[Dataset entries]

------------

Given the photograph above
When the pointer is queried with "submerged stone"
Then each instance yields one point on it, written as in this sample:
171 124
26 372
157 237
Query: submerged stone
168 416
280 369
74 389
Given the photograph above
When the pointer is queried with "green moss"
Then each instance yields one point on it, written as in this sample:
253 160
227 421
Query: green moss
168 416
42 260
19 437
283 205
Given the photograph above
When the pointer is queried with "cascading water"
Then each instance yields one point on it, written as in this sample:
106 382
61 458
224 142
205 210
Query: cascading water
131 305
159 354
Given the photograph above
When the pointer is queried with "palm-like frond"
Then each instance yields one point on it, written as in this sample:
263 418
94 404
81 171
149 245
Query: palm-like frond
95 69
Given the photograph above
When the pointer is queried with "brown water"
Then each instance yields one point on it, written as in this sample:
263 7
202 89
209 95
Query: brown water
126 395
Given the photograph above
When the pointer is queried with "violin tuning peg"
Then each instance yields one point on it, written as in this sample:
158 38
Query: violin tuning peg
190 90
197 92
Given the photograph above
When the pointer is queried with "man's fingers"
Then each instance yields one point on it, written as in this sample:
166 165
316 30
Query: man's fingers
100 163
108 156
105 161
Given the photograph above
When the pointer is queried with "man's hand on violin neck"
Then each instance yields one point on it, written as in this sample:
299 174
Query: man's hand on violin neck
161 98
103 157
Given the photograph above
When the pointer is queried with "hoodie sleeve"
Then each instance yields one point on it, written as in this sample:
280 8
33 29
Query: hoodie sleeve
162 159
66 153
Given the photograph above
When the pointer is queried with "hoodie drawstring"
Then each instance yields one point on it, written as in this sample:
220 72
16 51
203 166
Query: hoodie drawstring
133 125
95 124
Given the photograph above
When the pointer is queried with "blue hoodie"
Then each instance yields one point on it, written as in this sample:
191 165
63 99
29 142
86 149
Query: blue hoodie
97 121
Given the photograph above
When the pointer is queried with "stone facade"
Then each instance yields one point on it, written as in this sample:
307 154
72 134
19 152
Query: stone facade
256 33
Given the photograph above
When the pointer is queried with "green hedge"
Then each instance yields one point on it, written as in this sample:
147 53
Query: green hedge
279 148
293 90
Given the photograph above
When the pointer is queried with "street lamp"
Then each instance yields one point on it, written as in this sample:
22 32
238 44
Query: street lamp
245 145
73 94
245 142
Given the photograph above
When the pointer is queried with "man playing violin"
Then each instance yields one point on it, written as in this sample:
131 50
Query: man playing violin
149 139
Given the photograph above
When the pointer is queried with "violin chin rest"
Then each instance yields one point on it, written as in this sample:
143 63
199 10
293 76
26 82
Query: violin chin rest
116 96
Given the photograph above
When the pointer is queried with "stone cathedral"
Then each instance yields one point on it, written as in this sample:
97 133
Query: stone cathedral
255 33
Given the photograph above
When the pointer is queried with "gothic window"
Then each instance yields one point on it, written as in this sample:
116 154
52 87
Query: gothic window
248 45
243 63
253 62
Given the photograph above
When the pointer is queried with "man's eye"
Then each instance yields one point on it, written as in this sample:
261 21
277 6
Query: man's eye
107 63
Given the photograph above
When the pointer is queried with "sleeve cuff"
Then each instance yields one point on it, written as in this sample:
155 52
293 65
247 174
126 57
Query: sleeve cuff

------------

• [What you will do]:
Nothing but a number should be given: the count of lines in the entries that contain the word "cuff".

• [Solution]:
2